Exercise aim: Count the lines in the entries below that contain the string "woman", treating uppercase and lowercase as different. Reply with the number alone.

Records for the exercise:
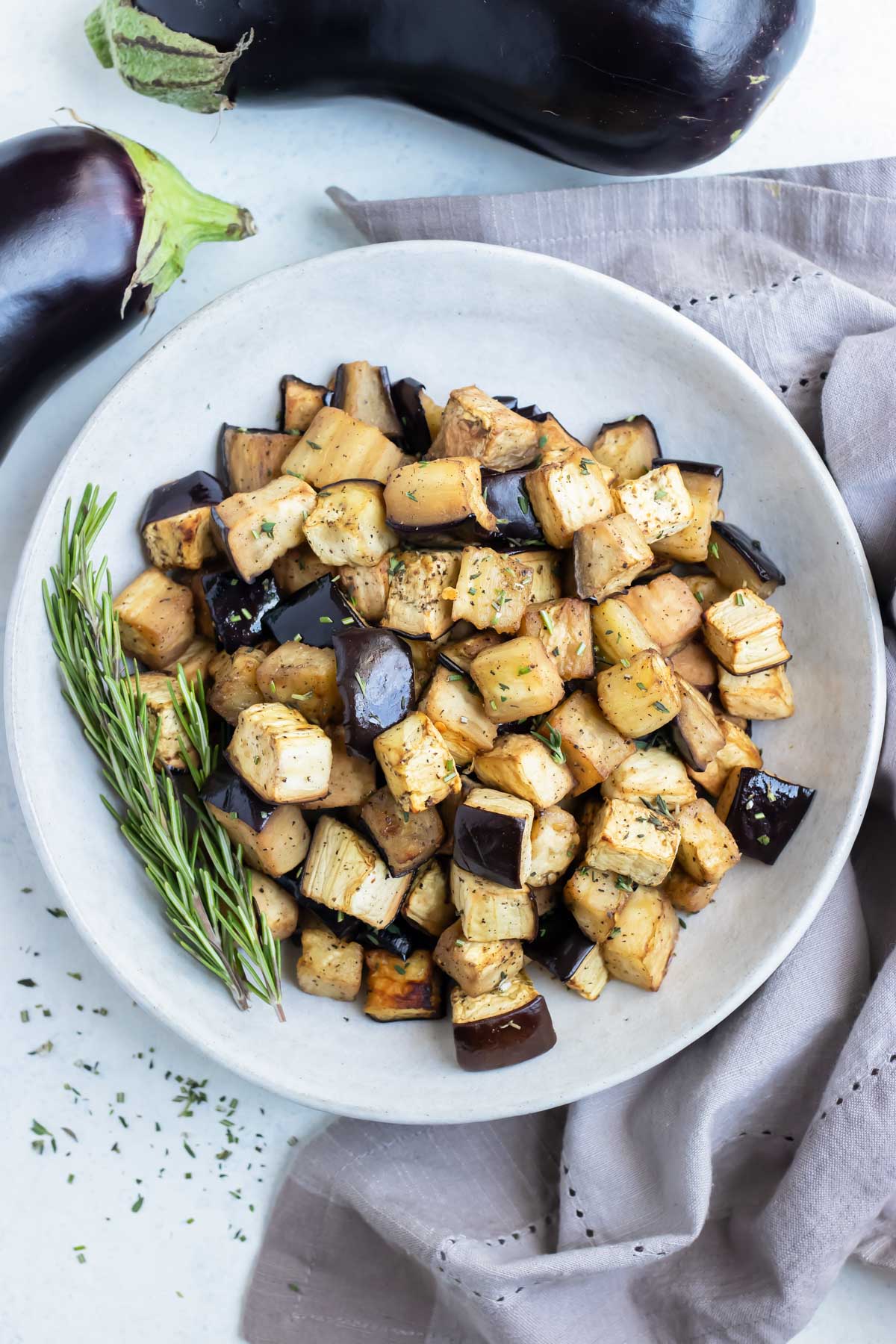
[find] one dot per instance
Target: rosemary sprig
==
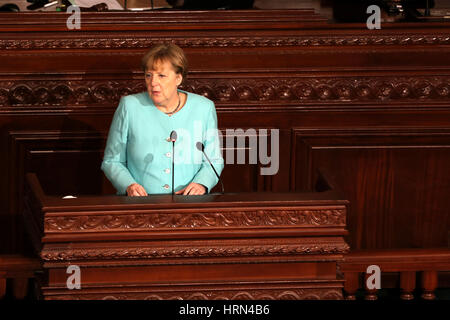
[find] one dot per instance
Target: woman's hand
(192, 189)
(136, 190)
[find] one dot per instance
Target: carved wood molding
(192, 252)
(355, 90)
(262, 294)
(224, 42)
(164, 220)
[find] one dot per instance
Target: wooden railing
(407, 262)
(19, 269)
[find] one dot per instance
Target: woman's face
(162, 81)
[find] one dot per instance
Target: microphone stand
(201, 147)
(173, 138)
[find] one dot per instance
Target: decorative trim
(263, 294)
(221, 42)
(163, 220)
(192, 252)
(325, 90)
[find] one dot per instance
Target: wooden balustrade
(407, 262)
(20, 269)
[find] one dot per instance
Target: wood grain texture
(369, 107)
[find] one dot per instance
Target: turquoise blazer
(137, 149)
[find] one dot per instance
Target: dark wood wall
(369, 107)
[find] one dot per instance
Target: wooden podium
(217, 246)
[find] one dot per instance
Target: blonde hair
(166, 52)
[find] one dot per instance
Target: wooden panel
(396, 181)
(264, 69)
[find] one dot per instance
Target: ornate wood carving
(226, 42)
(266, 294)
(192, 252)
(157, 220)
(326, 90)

Output for this task: 2